----- Provided text -----
Intended Learning Outcomes

• Correctly use the term “homogeneous”

• Determine the general solution of any homogeneous second order ODE with constant coefficients

• Apply given conditions to determine the constants of integration

10.1. Introduction to the problem

This section of the notes will be concerned with the solution of a general problem of the form

(10.1)\[ay^{\prime\prime}(x)+by^{\prime}(x)+cy(x)=f(x),\]

where \(a,b,c\) are arbitrary constants.

First, we consider the case when \(f(x)=0\) so that we obtain the homogeneous problem

(10.2)\[ay^{\prime\prime}(x)+by^{\prime}(x)+cy(x)=0\]

We can also conveniently write these problems using a linear operator:

\[\mathcal{L}=a\frac{\mathrm{d}^2}{\mathrm{d}x^2}+b\frac{\mathrm{d}}{\mathrm{d}x}+c\]

With this definition, the problems may be written as

• \(\mathcal{L}(y)=0\) (homogeneous)

• \(\mathcal{L}(y)=f(x)\) (inhomogeneous)

10.1.1. An observation

If we try a solution of the form \(y=e^{\lambda x}\) then the homogeneous problem reduces to \(e^{\lambda x}(a\lambda^2+b\lambda +c)=0\) and so by solving the quadratic in \(\lambda\) we will have found a solution. We call the quadratic the auxiliary equation. The nature of the solutions depends on the quantity \(\Delta= -b^2-4ac\), which we call the discriminant.

Example:
For the problem \(2y^{\prime\prime}(x)-y^{\prime}(x)-y(x)=0\), the auxiliary equation is \(2\lambda^2-\lambda-1=0\) The quadratic has roots \(\lambda=-\frac{1}{2}\) and \(\lambda=1\), so we have found two particular solutions of the given ODE, which are \(y_1=e^{-\frac{1}{2}x}, \quad y_2=e^{x}\)
----- Provided material -----
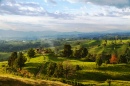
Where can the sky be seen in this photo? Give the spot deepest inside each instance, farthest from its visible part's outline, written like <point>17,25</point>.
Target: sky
<point>65,15</point>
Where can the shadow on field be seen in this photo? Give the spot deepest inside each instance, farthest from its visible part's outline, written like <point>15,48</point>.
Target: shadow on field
<point>12,82</point>
<point>116,68</point>
<point>96,76</point>
<point>33,67</point>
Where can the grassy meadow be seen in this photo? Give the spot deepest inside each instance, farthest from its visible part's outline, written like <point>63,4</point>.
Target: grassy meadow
<point>90,74</point>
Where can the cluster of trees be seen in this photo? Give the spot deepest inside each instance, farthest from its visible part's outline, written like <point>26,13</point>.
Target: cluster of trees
<point>77,53</point>
<point>61,69</point>
<point>113,58</point>
<point>17,60</point>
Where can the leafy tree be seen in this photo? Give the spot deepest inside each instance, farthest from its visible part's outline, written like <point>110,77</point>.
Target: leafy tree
<point>68,69</point>
<point>59,70</point>
<point>123,59</point>
<point>83,51</point>
<point>67,51</point>
<point>114,59</point>
<point>99,60</point>
<point>12,59</point>
<point>19,62</point>
<point>51,68</point>
<point>31,53</point>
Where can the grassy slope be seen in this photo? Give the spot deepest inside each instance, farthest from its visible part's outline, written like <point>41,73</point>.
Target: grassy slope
<point>89,72</point>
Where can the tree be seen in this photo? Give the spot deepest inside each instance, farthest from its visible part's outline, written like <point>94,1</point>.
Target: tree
<point>12,59</point>
<point>80,53</point>
<point>31,53</point>
<point>83,51</point>
<point>113,59</point>
<point>99,60</point>
<point>51,68</point>
<point>19,62</point>
<point>59,70</point>
<point>67,51</point>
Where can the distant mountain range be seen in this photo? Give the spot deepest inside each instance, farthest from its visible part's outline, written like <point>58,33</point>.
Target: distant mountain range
<point>32,35</point>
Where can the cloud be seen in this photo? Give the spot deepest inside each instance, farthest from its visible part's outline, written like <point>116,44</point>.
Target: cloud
<point>51,1</point>
<point>116,3</point>
<point>19,8</point>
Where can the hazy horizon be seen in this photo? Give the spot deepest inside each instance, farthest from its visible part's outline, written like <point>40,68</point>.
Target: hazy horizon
<point>65,15</point>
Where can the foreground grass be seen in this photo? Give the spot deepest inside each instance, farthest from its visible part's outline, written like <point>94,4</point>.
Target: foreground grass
<point>17,81</point>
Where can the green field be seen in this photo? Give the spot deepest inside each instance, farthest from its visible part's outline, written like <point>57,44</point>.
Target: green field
<point>118,74</point>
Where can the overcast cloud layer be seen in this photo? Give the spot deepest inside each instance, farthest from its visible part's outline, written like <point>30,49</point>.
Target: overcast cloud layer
<point>65,15</point>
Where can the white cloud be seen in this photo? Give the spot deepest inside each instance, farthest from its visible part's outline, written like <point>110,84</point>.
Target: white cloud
<point>51,1</point>
<point>28,8</point>
<point>116,3</point>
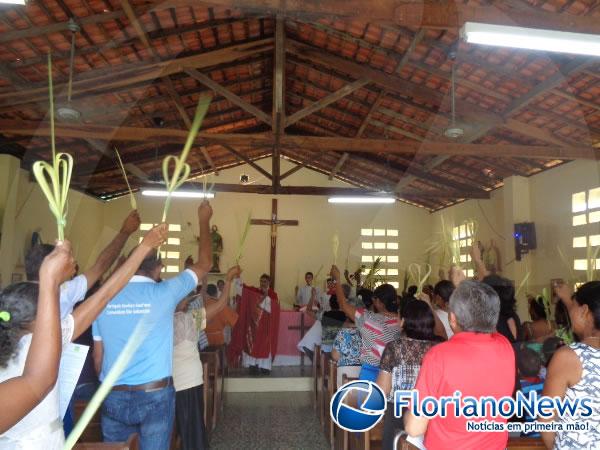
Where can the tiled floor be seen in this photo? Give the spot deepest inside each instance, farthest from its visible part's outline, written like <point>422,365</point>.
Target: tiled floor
<point>273,420</point>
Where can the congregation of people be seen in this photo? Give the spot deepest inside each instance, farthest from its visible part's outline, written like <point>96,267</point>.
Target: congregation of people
<point>465,335</point>
<point>161,386</point>
<point>458,335</point>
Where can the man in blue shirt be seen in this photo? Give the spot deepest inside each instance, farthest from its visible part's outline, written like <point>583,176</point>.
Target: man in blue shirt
<point>143,398</point>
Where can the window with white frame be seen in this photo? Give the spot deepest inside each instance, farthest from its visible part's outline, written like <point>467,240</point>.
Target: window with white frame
<point>463,235</point>
<point>170,251</point>
<point>381,243</point>
<point>585,207</point>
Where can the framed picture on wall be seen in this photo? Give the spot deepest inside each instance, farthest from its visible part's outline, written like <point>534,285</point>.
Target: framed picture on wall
<point>16,278</point>
<point>554,282</point>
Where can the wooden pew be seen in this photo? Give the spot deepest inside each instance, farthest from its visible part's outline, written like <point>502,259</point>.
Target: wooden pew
<point>93,432</point>
<point>342,437</point>
<point>215,386</point>
<point>369,440</point>
<point>331,389</point>
<point>208,399</point>
<point>222,375</point>
<point>323,388</point>
<point>133,443</point>
<point>315,370</point>
<point>524,443</point>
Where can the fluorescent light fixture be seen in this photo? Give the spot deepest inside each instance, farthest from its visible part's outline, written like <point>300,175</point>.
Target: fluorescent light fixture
<point>180,194</point>
<point>531,38</point>
<point>362,200</point>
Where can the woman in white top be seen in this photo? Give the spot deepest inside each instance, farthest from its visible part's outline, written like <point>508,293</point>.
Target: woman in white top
<point>187,367</point>
<point>20,394</point>
<point>574,370</point>
<point>42,427</point>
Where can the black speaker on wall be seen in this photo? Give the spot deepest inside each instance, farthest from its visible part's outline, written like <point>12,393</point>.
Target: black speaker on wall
<point>525,239</point>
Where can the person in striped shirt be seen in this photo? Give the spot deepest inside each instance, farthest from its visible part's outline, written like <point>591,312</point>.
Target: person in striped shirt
<point>376,329</point>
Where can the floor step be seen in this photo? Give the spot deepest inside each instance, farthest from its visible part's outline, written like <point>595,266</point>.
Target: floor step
<point>268,384</point>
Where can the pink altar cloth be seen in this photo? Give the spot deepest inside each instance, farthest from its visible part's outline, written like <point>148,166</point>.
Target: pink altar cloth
<point>288,339</point>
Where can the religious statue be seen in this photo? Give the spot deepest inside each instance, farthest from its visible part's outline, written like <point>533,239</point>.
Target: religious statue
<point>217,248</point>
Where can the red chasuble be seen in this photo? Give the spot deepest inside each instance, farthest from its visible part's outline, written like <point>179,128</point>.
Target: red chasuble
<point>256,330</point>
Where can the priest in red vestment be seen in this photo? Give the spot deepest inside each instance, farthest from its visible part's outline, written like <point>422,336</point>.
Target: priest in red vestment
<point>254,337</point>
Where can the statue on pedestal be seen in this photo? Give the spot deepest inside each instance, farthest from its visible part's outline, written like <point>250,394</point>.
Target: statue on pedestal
<point>217,248</point>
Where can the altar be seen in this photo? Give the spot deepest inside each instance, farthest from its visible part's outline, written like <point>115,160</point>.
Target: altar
<point>292,326</point>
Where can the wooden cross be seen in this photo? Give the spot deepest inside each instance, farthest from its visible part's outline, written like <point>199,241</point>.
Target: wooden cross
<point>302,328</point>
<point>274,222</point>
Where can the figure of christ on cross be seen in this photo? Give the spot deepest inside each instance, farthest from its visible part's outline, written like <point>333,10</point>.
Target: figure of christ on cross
<point>274,223</point>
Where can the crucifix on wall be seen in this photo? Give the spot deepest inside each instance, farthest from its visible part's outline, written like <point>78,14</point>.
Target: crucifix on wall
<point>274,223</point>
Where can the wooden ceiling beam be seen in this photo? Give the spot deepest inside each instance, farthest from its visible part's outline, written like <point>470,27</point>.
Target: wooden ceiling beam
<point>115,42</point>
<point>247,160</point>
<point>327,100</point>
<point>392,83</point>
<point>140,73</point>
<point>444,14</point>
<point>338,166</point>
<point>547,85</point>
<point>279,110</point>
<point>304,164</point>
<point>233,98</point>
<point>326,144</point>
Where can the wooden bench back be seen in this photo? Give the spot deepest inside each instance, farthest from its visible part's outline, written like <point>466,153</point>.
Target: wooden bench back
<point>133,443</point>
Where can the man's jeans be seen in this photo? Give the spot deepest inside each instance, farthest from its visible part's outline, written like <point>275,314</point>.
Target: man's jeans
<point>150,414</point>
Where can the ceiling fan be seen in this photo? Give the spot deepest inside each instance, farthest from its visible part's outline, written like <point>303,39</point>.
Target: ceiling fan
<point>66,112</point>
<point>454,131</point>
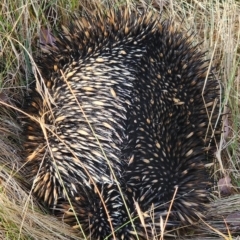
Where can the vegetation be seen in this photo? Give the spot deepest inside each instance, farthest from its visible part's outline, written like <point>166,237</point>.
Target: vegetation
<point>216,24</point>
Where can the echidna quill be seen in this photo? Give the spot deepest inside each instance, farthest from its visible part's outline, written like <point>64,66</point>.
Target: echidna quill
<point>122,125</point>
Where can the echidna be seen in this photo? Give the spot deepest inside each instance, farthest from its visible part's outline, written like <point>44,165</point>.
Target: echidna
<point>122,124</point>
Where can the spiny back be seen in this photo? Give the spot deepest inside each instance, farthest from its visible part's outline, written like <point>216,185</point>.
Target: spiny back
<point>125,109</point>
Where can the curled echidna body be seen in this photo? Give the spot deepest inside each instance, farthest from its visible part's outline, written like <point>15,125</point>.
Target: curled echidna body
<point>121,125</point>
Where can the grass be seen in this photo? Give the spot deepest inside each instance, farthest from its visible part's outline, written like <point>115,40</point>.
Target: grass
<point>216,24</point>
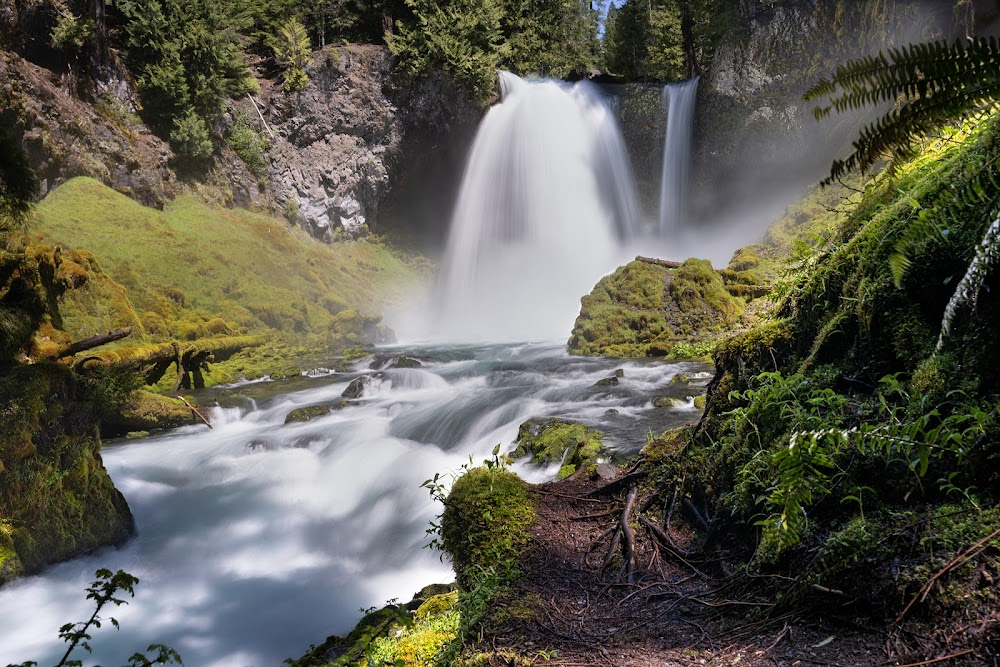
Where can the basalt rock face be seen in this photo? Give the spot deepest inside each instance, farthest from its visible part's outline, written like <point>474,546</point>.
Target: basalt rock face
<point>342,144</point>
<point>66,137</point>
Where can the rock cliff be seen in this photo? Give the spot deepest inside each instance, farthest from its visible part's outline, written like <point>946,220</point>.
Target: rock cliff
<point>340,146</point>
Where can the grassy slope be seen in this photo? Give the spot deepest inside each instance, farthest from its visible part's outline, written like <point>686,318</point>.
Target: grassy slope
<point>250,269</point>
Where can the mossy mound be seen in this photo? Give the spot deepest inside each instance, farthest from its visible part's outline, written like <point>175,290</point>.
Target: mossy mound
<point>56,499</point>
<point>485,521</point>
<point>556,441</point>
<point>307,413</point>
<point>655,309</point>
<point>146,411</point>
<point>387,635</point>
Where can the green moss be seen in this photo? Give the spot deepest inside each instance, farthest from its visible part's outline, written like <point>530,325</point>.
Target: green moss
<point>645,309</point>
<point>307,413</point>
<point>146,411</point>
<point>56,498</point>
<point>435,624</point>
<point>485,522</point>
<point>556,441</point>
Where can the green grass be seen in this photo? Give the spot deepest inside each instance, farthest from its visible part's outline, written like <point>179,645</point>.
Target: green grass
<point>196,270</point>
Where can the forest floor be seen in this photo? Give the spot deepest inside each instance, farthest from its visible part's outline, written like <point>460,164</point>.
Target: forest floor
<point>675,611</point>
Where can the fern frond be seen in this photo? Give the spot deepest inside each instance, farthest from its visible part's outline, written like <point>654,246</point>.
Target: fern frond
<point>967,291</point>
<point>932,84</point>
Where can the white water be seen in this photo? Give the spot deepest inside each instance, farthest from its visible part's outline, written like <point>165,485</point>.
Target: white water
<point>546,198</point>
<point>257,539</point>
<point>679,98</point>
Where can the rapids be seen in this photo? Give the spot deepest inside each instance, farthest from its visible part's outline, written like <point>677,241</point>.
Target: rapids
<point>259,538</point>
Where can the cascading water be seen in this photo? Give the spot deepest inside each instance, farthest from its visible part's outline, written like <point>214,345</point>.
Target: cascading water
<point>260,537</point>
<point>679,98</point>
<point>546,198</point>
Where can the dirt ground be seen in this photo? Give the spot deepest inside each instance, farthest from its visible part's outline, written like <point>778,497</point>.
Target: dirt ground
<point>575,612</point>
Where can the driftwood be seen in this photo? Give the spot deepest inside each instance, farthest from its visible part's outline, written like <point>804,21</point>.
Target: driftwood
<point>659,262</point>
<point>92,342</point>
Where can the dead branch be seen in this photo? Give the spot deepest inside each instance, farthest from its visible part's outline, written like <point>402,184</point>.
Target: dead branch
<point>658,262</point>
<point>627,535</point>
<point>941,659</point>
<point>619,484</point>
<point>90,343</point>
<point>961,558</point>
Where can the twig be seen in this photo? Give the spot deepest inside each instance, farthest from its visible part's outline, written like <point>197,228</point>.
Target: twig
<point>628,535</point>
<point>941,659</point>
<point>195,410</point>
<point>261,115</point>
<point>953,563</point>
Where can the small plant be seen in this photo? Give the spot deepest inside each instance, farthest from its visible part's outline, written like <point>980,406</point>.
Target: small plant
<point>291,210</point>
<point>249,144</point>
<point>291,50</point>
<point>104,591</point>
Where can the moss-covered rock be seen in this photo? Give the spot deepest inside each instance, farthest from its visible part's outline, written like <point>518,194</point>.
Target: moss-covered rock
<point>382,632</point>
<point>655,309</point>
<point>146,411</point>
<point>56,499</point>
<point>485,521</point>
<point>556,441</point>
<point>307,413</point>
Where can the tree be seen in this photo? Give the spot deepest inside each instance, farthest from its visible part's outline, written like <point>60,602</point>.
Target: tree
<point>463,37</point>
<point>291,49</point>
<point>188,57</point>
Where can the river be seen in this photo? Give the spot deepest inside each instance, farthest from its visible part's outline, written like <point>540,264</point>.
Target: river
<point>258,538</point>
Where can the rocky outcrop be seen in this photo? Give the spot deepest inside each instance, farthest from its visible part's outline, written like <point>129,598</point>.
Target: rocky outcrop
<point>56,498</point>
<point>655,308</point>
<point>340,145</point>
<point>66,137</point>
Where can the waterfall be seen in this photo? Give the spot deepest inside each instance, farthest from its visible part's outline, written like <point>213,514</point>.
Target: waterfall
<point>679,98</point>
<point>546,198</point>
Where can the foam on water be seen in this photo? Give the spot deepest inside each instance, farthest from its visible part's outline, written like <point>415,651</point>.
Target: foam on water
<point>259,538</point>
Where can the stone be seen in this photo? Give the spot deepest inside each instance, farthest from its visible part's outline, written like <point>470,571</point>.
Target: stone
<point>307,413</point>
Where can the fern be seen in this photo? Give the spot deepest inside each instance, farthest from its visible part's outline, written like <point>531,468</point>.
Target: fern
<point>968,288</point>
<point>937,82</point>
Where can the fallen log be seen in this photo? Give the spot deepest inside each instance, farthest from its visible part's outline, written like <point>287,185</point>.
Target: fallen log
<point>658,262</point>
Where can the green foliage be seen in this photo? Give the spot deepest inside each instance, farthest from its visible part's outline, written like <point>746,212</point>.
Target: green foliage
<point>472,40</point>
<point>665,40</point>
<point>190,136</point>
<point>435,624</point>
<point>483,529</point>
<point>463,37</point>
<point>196,271</point>
<point>556,441</point>
<point>18,183</point>
<point>187,57</point>
<point>291,49</point>
<point>249,144</point>
<point>71,32</point>
<point>108,589</point>
<point>793,437</point>
<point>937,81</point>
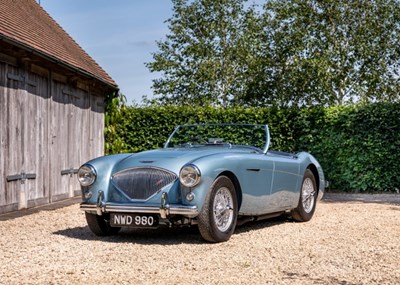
-----
**Written request:** In the notes on second order ODEs, what name is given to the quadratic in λ obtained by trying a solution of the form y = e^{λx}?

**Full solution:** It is called the auxiliary equation.